### Directive
Reproduce, verbatim, the entries below from the line containing "Task: locate the cap" down to the line containing "<point>470,275</point>", including both of those lines, and leave the pictures out of the answer.

.....

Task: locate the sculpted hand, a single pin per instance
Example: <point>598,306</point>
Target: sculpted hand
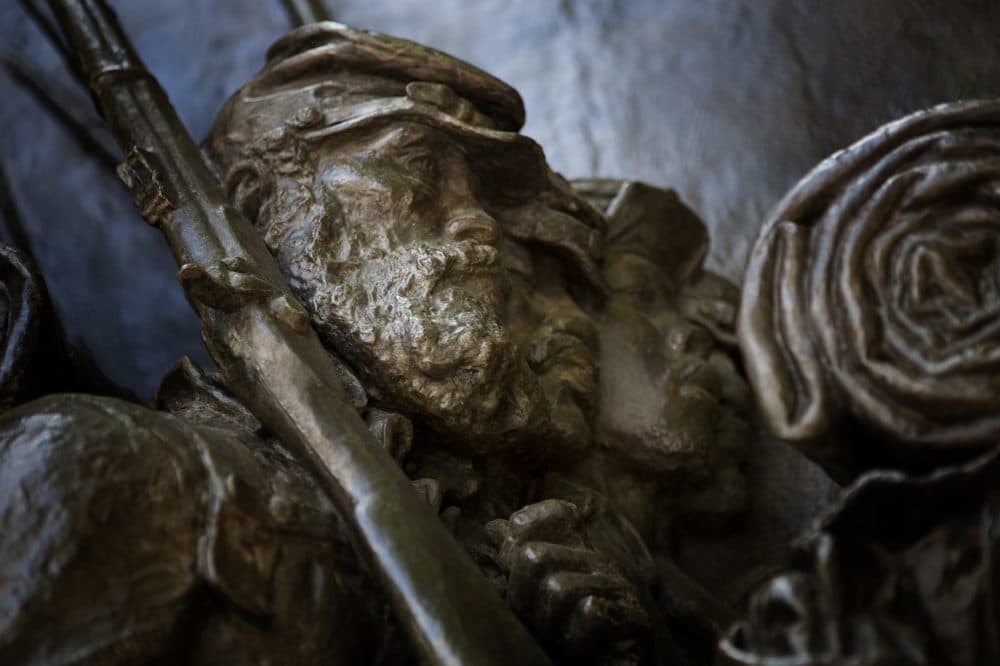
<point>573,598</point>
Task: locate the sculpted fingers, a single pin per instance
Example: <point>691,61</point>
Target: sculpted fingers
<point>552,521</point>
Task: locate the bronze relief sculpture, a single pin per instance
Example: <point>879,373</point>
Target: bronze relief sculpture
<point>394,282</point>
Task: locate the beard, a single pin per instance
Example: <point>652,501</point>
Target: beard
<point>423,326</point>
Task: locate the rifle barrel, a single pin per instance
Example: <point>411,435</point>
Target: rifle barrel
<point>260,337</point>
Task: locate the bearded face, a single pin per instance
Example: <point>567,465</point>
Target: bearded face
<point>405,274</point>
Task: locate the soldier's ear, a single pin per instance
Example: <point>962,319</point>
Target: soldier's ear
<point>244,188</point>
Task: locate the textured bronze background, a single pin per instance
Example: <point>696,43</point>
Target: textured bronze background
<point>728,102</point>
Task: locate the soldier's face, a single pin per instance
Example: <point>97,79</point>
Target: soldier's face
<point>404,275</point>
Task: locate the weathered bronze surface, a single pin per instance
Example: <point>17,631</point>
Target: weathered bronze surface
<point>873,294</point>
<point>467,411</point>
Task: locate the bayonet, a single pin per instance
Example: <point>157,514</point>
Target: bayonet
<point>261,338</point>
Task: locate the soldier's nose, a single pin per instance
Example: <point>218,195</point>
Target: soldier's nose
<point>475,225</point>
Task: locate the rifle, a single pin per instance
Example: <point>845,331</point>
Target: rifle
<point>261,339</point>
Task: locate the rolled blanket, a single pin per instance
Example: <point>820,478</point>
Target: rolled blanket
<point>872,295</point>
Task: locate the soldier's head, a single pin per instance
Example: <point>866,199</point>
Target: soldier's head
<point>430,241</point>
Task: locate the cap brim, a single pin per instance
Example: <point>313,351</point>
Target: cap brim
<point>511,167</point>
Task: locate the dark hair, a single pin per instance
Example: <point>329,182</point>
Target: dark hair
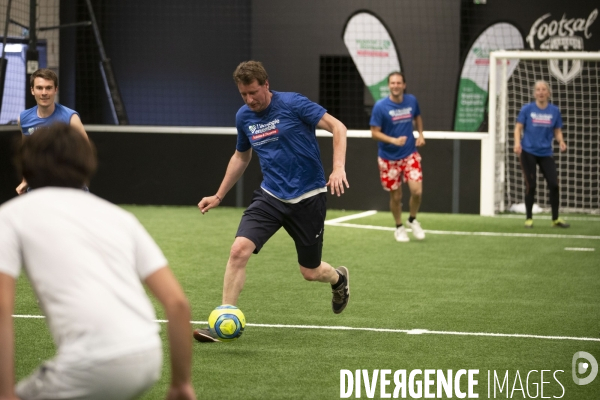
<point>44,73</point>
<point>56,155</point>
<point>249,71</point>
<point>397,73</point>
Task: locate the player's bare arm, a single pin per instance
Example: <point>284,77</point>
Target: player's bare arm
<point>76,123</point>
<point>235,169</point>
<point>377,134</point>
<point>419,125</point>
<point>169,293</point>
<point>7,374</point>
<point>517,137</point>
<point>337,179</point>
<point>559,138</point>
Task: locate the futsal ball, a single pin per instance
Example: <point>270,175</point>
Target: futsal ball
<point>227,322</point>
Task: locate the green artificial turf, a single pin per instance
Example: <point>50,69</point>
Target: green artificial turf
<point>470,275</point>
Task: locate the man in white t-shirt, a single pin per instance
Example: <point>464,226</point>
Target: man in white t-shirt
<point>86,260</point>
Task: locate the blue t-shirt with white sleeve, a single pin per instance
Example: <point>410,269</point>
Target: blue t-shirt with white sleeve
<point>395,120</point>
<point>538,128</point>
<point>30,121</point>
<point>283,136</point>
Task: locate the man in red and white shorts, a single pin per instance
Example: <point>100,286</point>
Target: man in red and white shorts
<point>392,126</point>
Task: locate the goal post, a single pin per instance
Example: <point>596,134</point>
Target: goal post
<point>574,78</point>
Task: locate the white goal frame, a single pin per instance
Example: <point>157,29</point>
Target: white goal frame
<point>489,181</point>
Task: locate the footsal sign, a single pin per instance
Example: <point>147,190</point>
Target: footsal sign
<point>473,86</point>
<point>372,50</point>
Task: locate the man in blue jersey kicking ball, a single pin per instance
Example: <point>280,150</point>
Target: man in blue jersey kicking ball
<point>280,128</point>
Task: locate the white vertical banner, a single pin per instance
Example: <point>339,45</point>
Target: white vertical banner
<point>473,87</point>
<point>372,50</point>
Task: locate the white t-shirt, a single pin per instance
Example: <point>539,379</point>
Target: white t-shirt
<point>85,258</point>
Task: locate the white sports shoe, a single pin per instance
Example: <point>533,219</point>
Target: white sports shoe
<point>417,230</point>
<point>400,234</point>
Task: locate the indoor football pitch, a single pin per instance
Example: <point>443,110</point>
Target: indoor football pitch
<point>509,306</point>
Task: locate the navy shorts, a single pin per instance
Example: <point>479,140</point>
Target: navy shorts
<point>303,221</point>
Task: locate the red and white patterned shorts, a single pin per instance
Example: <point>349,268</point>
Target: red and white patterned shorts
<point>392,171</point>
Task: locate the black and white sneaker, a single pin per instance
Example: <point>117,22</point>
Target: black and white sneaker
<point>341,296</point>
<point>205,336</point>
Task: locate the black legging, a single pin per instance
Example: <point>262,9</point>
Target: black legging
<point>548,168</point>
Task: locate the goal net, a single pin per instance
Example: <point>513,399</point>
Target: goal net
<point>574,78</point>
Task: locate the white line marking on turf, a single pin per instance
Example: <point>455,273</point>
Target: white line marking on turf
<point>538,235</point>
<point>349,217</point>
<point>548,217</point>
<point>407,331</point>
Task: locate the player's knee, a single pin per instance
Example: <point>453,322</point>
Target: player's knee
<point>240,251</point>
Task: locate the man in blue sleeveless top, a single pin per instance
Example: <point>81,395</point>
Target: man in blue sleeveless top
<point>280,128</point>
<point>44,87</point>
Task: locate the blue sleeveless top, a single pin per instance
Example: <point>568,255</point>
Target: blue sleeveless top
<point>30,121</point>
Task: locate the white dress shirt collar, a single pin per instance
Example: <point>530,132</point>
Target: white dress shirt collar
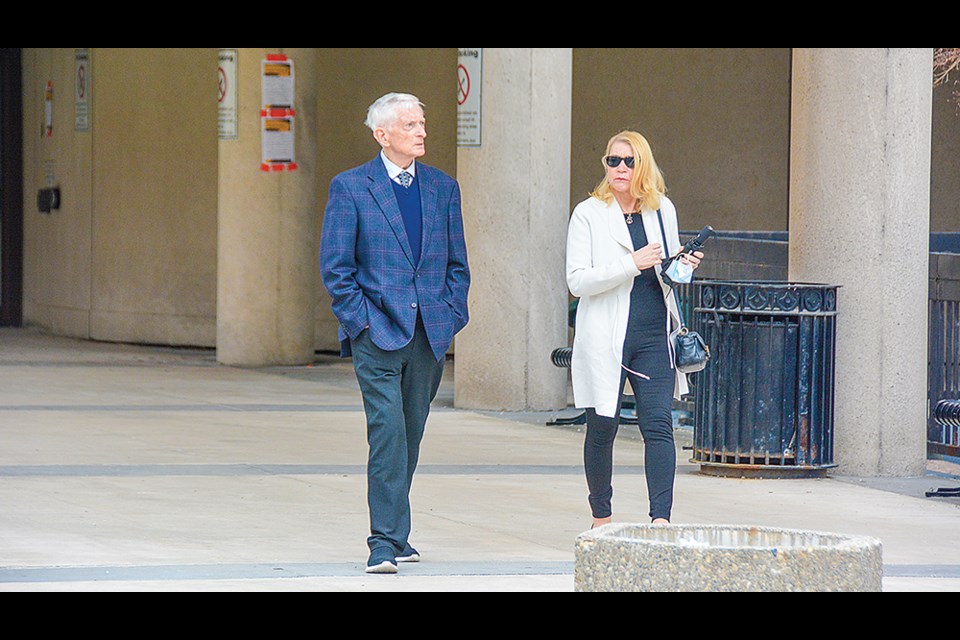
<point>393,170</point>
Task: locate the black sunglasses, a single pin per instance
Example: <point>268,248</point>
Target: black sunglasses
<point>614,161</point>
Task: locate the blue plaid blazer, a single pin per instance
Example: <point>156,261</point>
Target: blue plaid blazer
<point>366,263</point>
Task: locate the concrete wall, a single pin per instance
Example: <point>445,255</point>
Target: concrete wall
<point>132,253</point>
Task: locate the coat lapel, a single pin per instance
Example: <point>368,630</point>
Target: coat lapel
<point>618,227</point>
<point>382,192</point>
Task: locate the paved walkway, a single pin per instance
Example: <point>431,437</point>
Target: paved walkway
<point>142,468</point>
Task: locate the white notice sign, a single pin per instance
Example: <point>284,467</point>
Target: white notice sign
<point>227,116</point>
<point>469,83</point>
<point>81,96</point>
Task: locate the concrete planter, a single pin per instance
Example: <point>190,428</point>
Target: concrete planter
<point>638,557</point>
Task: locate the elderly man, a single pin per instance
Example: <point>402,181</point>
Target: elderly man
<point>393,258</point>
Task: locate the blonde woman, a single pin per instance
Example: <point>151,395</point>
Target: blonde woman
<point>626,317</point>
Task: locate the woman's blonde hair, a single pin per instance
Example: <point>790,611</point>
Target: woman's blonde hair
<point>647,185</point>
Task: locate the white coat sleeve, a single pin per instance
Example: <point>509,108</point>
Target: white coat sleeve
<point>587,274</point>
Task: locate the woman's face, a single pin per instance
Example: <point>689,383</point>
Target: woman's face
<point>620,176</point>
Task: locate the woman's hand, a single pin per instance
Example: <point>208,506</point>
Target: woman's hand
<point>648,256</point>
<point>693,259</point>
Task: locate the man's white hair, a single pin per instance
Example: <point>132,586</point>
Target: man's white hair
<point>385,109</point>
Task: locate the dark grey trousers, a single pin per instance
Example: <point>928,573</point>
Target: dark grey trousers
<point>397,387</point>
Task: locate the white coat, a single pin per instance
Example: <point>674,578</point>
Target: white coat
<point>600,271</point>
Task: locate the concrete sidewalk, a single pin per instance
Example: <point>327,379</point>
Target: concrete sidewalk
<point>131,468</point>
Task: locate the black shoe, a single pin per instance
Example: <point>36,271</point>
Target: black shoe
<point>409,555</point>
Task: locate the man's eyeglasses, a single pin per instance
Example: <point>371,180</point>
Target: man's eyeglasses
<point>614,161</point>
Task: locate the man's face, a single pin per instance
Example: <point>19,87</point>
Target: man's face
<point>402,140</point>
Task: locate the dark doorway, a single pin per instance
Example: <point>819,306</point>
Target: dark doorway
<point>11,189</point>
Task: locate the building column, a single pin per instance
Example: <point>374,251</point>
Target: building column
<point>859,218</point>
<point>516,188</point>
<point>268,228</point>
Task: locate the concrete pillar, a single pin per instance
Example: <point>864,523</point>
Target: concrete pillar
<point>859,217</point>
<point>267,229</point>
<point>516,190</point>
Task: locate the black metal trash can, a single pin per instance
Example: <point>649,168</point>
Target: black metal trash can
<point>764,404</point>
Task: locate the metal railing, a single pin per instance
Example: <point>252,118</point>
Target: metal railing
<point>943,340</point>
<point>763,256</point>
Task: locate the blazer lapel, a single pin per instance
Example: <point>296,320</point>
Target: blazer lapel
<point>382,192</point>
<point>428,207</point>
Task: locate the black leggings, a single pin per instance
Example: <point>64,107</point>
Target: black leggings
<point>646,354</point>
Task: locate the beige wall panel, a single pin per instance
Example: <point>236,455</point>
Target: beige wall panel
<point>349,80</point>
<point>57,245</point>
<point>717,119</point>
<point>155,180</point>
<point>945,158</point>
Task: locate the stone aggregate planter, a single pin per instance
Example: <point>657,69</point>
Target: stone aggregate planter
<point>647,557</point>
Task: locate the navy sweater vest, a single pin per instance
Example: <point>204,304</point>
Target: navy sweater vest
<point>410,209</point>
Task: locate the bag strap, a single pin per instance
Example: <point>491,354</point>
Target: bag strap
<point>666,251</point>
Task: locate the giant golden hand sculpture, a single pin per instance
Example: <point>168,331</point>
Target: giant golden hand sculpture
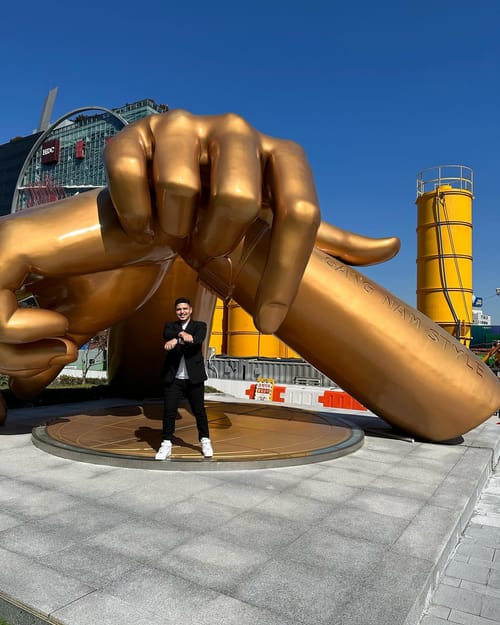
<point>240,208</point>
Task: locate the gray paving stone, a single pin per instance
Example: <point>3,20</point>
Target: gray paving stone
<point>37,585</point>
<point>462,618</point>
<point>328,492</point>
<point>259,531</point>
<point>470,548</point>
<point>98,608</point>
<point>491,608</point>
<point>307,594</point>
<point>429,472</point>
<point>195,515</point>
<point>469,572</point>
<point>370,526</point>
<point>343,476</point>
<point>158,591</point>
<point>143,540</point>
<point>482,589</point>
<point>228,611</point>
<point>402,488</point>
<point>428,533</point>
<point>95,565</point>
<point>240,496</point>
<point>434,620</point>
<point>494,579</point>
<point>458,599</point>
<point>329,550</point>
<point>438,611</point>
<point>295,508</point>
<point>211,562</point>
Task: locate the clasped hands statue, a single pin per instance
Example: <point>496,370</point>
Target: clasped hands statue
<point>241,210</point>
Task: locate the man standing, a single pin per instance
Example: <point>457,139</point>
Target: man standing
<point>185,376</point>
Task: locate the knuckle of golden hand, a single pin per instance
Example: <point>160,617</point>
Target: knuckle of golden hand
<point>235,206</point>
<point>237,124</point>
<point>179,186</point>
<point>305,213</point>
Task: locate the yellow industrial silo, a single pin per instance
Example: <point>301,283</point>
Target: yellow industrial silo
<point>234,334</point>
<point>444,248</point>
<point>217,337</point>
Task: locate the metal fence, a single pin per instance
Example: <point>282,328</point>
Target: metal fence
<point>283,371</point>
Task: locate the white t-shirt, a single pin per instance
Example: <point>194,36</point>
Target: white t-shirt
<point>182,373</point>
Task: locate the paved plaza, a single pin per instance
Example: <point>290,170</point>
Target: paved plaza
<point>364,539</point>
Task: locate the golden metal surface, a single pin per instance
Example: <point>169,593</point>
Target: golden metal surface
<point>240,208</point>
<point>239,432</point>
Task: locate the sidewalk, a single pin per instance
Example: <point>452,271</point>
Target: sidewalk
<point>469,591</point>
<point>359,540</point>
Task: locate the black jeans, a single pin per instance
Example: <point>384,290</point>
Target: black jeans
<point>173,394</point>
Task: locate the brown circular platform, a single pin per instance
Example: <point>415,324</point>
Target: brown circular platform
<point>244,435</point>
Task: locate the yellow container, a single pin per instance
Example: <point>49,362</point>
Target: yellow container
<point>234,334</point>
<point>444,249</point>
<point>217,336</point>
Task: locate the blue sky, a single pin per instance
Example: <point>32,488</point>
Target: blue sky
<point>374,91</point>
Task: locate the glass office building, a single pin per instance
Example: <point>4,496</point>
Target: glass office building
<point>70,158</point>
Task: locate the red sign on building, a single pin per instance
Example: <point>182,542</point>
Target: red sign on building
<point>50,151</point>
<point>80,149</point>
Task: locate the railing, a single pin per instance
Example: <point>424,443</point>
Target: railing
<point>456,176</point>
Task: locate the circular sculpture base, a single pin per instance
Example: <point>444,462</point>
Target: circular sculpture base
<point>244,436</point>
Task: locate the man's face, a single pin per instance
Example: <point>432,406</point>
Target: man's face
<point>183,312</point>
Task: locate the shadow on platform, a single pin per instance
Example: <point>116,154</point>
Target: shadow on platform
<point>244,436</point>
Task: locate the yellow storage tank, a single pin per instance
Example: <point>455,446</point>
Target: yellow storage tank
<point>234,334</point>
<point>217,336</point>
<point>444,247</point>
<point>243,338</point>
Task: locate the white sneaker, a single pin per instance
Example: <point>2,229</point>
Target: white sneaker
<point>164,451</point>
<point>206,448</point>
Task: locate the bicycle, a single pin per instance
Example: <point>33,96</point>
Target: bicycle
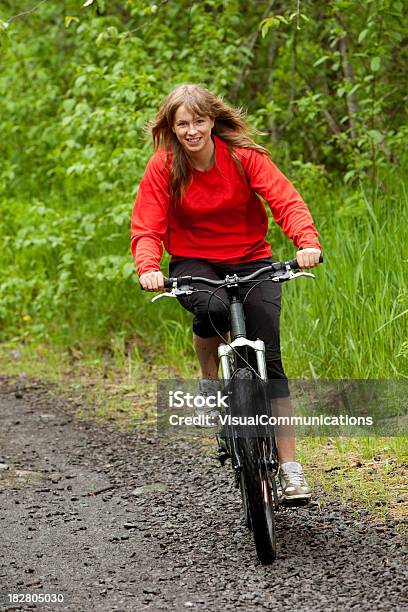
<point>254,456</point>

.....

### The response
Task: locate the cap brim, a single pin per instance
Example: <point>313,351</point>
Target: cap brim
<point>511,167</point>
Task: locate the dark hair, a single pin per instance
Example: <point>329,182</point>
Target: dark hair
<point>44,73</point>
<point>56,155</point>
<point>249,71</point>
<point>397,73</point>
Task: locate the player's bare arm, a single pin per instance
Example: <point>284,77</point>
Target: player's bare arm
<point>76,123</point>
<point>235,169</point>
<point>377,134</point>
<point>419,125</point>
<point>169,293</point>
<point>7,374</point>
<point>517,137</point>
<point>337,179</point>
<point>559,138</point>
Task: locate the futsal ball, a single pin per instance
Example: <point>270,175</point>
Target: futsal ball
<point>227,322</point>
Task: locate the green artificial turf, a single pin per instance
Example: <point>50,69</point>
Target: green artificial turf
<point>470,275</point>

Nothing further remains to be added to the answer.